ТЕКСТ СТРАНИЦЫ:
▼

Это не только в годы киевского отрочества. Попав в Америку уже зрелым человеком, артистом, известным в Европе, он сталкивается все с той же вечной задачей: надо "заинтересовать собой". Личность и идеи мало что определяют - определяет "внедрение". Никаких "идей" и нет у молоденького лицедея, а "личность" свою он старательно замазывает мелом и красками, рисует себе белые щеки и малиновые губы. Маска - изначальна, публика ждет именно маски, а не личности, потому что маски носят все. Это не тот случай, когда личность приходит в мир, переполняемая "содержанием" и жаждет поделиться с миром, мучается этим желанием, этим внутренним давлением. Тут все наоборот: сначала надо найти "место", вписаться в "форму", именно "формой" привлечь, а опыт личности нужен именно для овладения "формой", то есть "модой".
Какая мода царит в 1910-е годы?

▲

СПИСОК ДАННЫХ:
▼

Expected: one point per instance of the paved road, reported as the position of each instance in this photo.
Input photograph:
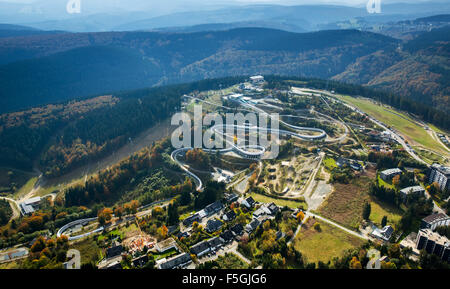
(75, 259)
(14, 207)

▲

Верни слово в слово отрывок из текста страницы от слов «Это не только» до слов «в 1910-е годы?» включительно.

Это не только в годы киевского отрочества. Попав в Америку уже зрелым человеком, артистом, известным в Европе, он сталкивается все с той же вечной задачей: надо "заинтересовать собой". Личность и идеи мало что определяют - определяет "внедрение". Никаких "идей" и нет у молоденького лицедея, а "личность" свою он старательно замазывает мелом и красками, рисует себе белые щеки и малиновые губы. Маска - изначальна, публика ждет именно маски, а не личности, потому что маски носят все. Это не тот случай, когда личность приходит в мир, переполняемая "содержанием" и жаждет поделиться с миром, мучается этим желанием, этим внутренним давлением. Тут все наоборот: сначала надо найти "место", вписаться в "форму", именно "формой" привлечь, а опыт личности нужен именно для овладения "формой", то есть "модой".
Какая мода царит в 1910-е годы?